→ **SOURCE PASSAGE**:
['The Morning Inspection' is the title of a column I wrote for the Daily News from 2009 to 2011, one article a day, Monday through Saturday. This is the 217th article in the new series that began in December 2022. Links to previous articles are given below]
‘A
 Wanderer and a Memory Keeper,’ is the title of a guest presentation by 
Tharindu Amunugama organised by the Photographic Society of Sri Lanka. 
It’s a perfect description. 
Tharindu has, over the years, 
inspired me to write on all kinds of subjects. There have been many 
times when photographs turn into magic carpets upon which my thoughts 
travel to destinations I hadn’t previously known or thought of. At times
 they inspire me to write poetry. And sometimes, they make me go silent 
because they leave me speechless.  
That’s when he’s a memory keeper. 
I
 have been privileged to travel with him. So we have shared memories, 
but more than that, conversations about things we love and worry about, 
places that make us stop and of course the timeless questions of being 
and becoming. 
That’s from Tharindu the Wanderer.

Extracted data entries

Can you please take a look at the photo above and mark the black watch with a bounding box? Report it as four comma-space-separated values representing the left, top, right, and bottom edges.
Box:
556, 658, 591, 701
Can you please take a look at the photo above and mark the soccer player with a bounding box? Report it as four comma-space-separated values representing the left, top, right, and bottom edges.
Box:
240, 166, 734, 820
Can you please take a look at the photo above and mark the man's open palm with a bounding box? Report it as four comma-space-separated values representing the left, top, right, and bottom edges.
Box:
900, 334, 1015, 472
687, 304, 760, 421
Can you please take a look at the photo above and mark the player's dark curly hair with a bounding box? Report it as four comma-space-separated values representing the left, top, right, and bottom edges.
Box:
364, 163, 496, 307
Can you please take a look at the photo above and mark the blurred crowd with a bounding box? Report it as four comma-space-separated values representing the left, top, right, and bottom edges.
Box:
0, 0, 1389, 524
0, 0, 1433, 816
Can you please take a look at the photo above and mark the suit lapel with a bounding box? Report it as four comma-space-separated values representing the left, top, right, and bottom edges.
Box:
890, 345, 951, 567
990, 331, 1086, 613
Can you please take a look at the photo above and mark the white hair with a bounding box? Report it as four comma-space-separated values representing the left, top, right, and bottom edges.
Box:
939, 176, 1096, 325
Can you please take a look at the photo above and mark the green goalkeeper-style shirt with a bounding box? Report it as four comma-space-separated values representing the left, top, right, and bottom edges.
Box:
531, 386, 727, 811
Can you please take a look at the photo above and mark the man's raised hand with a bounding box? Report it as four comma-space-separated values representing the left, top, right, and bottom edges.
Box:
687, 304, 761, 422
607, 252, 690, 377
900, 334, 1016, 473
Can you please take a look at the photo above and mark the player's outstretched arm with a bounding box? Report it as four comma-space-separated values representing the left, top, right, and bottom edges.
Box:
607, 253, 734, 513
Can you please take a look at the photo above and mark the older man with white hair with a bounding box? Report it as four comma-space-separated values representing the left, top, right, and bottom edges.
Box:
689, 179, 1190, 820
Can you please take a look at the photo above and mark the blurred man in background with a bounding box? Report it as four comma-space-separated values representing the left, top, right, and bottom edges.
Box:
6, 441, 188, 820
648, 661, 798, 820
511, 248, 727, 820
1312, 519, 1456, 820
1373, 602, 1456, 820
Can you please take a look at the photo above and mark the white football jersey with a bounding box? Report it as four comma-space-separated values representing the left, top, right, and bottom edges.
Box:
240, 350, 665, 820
...
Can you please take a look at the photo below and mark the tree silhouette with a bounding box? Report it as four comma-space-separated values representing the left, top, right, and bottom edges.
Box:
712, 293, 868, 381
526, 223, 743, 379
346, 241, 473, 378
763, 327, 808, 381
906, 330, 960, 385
==
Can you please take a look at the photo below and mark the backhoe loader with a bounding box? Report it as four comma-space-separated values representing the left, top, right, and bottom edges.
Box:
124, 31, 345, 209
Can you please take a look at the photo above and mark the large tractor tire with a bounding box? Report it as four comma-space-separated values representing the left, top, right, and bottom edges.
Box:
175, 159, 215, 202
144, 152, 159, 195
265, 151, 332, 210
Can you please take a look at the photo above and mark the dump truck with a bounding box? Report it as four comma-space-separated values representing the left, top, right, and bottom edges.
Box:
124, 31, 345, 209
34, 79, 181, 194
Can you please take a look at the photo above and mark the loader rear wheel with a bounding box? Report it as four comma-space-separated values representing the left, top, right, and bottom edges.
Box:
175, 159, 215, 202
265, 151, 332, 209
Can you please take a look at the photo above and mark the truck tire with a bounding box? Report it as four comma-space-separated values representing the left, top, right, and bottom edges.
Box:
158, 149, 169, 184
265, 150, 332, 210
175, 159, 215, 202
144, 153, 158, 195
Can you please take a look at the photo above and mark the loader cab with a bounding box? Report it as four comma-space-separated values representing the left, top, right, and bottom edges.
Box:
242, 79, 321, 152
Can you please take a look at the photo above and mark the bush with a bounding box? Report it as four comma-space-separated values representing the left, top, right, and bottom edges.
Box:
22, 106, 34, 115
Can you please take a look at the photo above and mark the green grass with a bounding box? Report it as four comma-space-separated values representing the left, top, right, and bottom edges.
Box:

→ **TASK PROMPT**: Extend the column about the photographer Tharindu Amunugama, continuing after its last sentence.

→ **ANSWER FOR THIS EXERCISE**:
The blurb from the flyer announcing the event is spot-on.   
‘Tharindu’s photography is about weaving narratives. He can feel this soil; hear the heartbeat of our people. He knows our vaevai, dagaebai, gamai, pansalai connection.
 His camera clicks by heartstrings which stem from deep-rootedness. 
There is depth, strength, substance in his art. “My photos are for 
others, not for me. When I hold the camera before my eyes, I forego a 
precious opportunity to experience a raw, beautiful moment,” Tharindu 
says.’
Of course he knows this land as much as anyone else. 
Probably better than most. He has captured, moreover, the natural beauty
 of our island. Hills he has climbed and valleys he has crossed. He has 
immersed himself in rivers and other water bodies, literally and 
metaphorically.  
He has captured what SinhaRaja Thammita-Delgoda
 calls ‘Eloquence in Stone,’ the title he gave a collection of 
photographs of Sri Lanka’s archaeological treasures by the late Nihal 
Fernando, a collection whose aesthetic beauty he completed with 
exceptionally crafted text. Tharindu has Nihal’s eyes and not just for 
the history congealed in stone. 
He is fascinated by archaeology 
and history, and is a keen student of both. He is also a student of the 
present when it comes to things that are culturally associated with both
 archaeology and history.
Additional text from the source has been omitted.